What is asked »
Begin at the line that has "the leaf surface?" and stop after the line that has "[[[1,0],[0,145],[305,117],[304,0]]]". Format those lines as a JSON list of strings, one string per line, leaving out blank lines and pictures.

Source material »

##########

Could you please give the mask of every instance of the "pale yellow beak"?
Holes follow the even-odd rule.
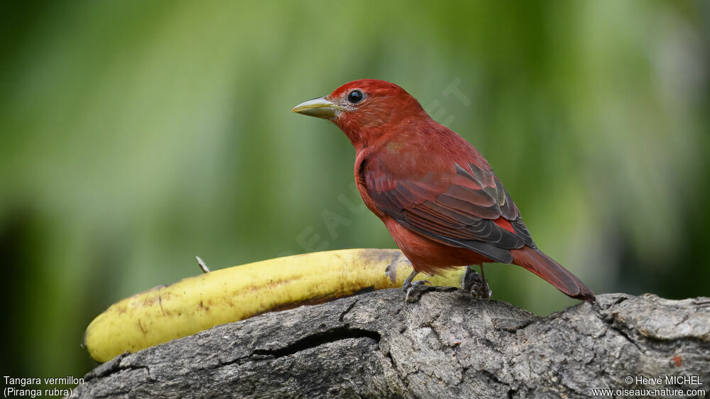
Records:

##########

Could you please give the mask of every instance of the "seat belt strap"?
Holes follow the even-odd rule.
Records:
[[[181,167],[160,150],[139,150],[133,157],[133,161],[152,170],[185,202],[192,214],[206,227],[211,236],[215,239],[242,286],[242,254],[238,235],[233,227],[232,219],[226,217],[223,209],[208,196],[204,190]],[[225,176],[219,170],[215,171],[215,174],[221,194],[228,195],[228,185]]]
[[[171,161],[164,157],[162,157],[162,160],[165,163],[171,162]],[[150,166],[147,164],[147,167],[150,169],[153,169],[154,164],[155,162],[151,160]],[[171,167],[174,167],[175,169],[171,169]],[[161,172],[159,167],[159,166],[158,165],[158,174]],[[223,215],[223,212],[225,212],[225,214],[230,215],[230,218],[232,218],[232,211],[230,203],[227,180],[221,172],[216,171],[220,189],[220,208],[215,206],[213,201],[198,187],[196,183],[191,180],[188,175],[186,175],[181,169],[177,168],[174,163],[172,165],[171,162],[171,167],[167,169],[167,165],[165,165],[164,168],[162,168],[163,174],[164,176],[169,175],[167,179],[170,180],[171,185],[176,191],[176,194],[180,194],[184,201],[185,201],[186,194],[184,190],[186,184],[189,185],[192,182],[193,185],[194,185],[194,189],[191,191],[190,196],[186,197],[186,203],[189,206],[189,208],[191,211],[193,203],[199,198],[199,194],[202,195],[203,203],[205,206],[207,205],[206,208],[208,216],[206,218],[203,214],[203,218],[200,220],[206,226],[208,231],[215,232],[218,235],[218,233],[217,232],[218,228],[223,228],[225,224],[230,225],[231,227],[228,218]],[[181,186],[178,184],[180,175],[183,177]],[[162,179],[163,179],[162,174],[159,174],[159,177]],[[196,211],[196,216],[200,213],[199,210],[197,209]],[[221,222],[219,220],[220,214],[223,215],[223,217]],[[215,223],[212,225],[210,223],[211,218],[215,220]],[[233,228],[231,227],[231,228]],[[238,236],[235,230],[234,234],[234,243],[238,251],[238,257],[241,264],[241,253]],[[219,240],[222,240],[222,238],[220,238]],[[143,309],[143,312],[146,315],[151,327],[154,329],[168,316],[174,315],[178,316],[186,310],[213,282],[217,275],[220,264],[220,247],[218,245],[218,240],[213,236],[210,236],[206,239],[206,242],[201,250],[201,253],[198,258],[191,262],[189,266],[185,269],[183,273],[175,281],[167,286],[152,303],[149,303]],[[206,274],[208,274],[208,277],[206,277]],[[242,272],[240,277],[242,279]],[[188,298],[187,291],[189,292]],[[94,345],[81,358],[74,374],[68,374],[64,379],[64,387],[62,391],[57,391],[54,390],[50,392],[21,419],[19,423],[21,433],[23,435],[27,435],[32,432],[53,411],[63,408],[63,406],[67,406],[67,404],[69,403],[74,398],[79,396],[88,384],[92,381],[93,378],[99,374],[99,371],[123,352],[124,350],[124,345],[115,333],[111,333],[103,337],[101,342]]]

##########

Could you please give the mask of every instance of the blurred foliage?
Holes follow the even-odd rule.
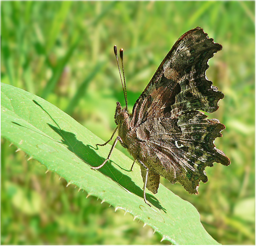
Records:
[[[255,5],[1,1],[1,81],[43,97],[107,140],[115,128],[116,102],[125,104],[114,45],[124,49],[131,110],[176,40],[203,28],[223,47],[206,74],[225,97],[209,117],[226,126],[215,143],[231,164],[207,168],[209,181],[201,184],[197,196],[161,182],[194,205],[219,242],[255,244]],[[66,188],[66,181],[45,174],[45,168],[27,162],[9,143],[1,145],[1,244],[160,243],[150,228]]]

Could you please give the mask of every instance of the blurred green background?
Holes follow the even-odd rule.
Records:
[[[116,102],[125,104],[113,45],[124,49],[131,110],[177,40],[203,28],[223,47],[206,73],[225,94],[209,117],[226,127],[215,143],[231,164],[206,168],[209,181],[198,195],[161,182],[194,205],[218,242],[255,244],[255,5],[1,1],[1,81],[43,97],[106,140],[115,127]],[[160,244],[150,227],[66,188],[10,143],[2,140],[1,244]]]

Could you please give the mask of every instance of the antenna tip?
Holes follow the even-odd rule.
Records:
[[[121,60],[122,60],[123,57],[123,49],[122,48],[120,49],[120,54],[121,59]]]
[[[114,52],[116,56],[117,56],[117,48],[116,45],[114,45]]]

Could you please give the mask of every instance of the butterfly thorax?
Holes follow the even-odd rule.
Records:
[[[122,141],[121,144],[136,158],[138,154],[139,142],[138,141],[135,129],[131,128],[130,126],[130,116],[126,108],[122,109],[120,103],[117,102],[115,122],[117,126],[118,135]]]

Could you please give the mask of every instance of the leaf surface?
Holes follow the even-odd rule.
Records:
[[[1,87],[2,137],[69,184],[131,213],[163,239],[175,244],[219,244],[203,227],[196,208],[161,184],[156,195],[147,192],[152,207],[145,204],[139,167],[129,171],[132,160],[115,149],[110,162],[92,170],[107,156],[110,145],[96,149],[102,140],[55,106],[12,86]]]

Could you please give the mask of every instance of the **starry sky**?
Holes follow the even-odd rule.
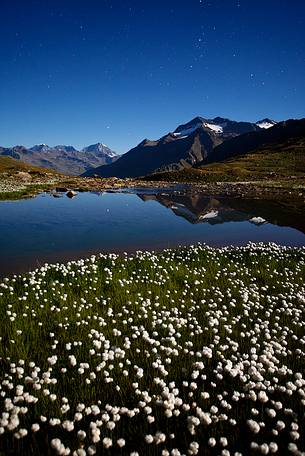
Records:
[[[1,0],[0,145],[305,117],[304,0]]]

##########

Full answer »
[
  "Could you please give the mask of every instance of the leaf surface?",
  "Holes follow the even-odd rule.",
  "Records:",
  "[[[1,87],[2,137],[69,184],[131,213],[163,239],[175,244],[219,244],[203,227],[196,208],[161,184],[156,195],[147,192],[152,207],[145,204],[139,167],[129,171],[132,160],[115,149],[110,162],[92,170],[107,156],[110,145],[96,149],[102,140],[55,106],[12,86]]]",
  "Could you please give the mask of every instance of the **starry sky**?",
  "Holes follow the even-odd rule.",
  "Records:",
  "[[[1,0],[0,145],[305,117],[304,0]]]"
]